Please continue the forum thread about Fulcrum Racing 4 wheels, starting right after its final sentence.

─── Selected excerpt ───

# Fulcrum Racing 4?



## Chrisct (Jun 3, 2012)

Talk to me about this wheel set? It comes on the Tarmac that I have on layaway, and I just bought a set off eBay for my Secteur. They felt great on my test rides on the Tarmac (though its tough to tell if it was the bike or wheels or both, that felt awesome). It's been snowy and crappy here for the last week and I haven't tested em out on the Secteur. What has your experience been?


----------



## willstylez (Sep 15, 2011)

The Racing 4's came with my 2011 Tarmac Expert. They were a pretty solid wheelset, for stock, in my opinion. I'm nearly 200lbs, but ride fairly nimble. I used them for nearly 10 months, without incident....around 3K miles Then I blew a front spoke going (roughly) 22 mph on a flat, smooth road. The wheel was barely rideable, due to the low spoke count. Luckily I wasn't far from home. Got the wheel fixed and now they are sitting idle, as a backup set. I immediately ordered a handbuilt set, White Industry Hubs / Open Pros / CX-ray spokes (28F / 32 R). Solid so far!


----------



## roadworthy (Nov 11, 2011)

My view is...they should be great wheels. I have two sets of Fulcrum 5's. I honestly considered Fulcrum 3's but the 5's are so good, I don't see the point. To me they are best lower cost wheelset on the market. I am a long time fan of Campy wheels and Fulcrum wheels in particular. According to Fulcrum's service manual, all their wheels are hand built. The 4's I believe are a combination of 5 hubs and 3 rim.

─── Supplied material ───

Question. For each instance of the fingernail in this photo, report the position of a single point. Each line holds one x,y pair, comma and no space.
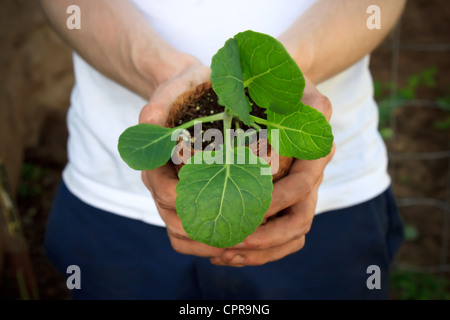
238,259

───

Expected output:
I have thousands of miles on Campy/Fulcrum wheels and never had a single issue and they literately never go out of true. I am 185 lbs.


----------



## Chrisct (Jun 3, 2012)

I've been happy with the set so far. They are the 3's rim with the 5's hub. 1725g. They are FAR more responsive than the wh-r 500's that came stock on the Secteur. Those are only 200g heavier than the 4's but felt a lot heavier and more sluggish. I only have a couple hundred miles on them, but so far, so good. I'm looking at a set of the fulcrum racing speed for tri's and crits next season...assuming I get my Sl-3 out of layaway...the 4's will be my training set on both of my bikes.


----------



## bayAreaDude (Apr 13, 2012)

They're not square is about all I liked about them.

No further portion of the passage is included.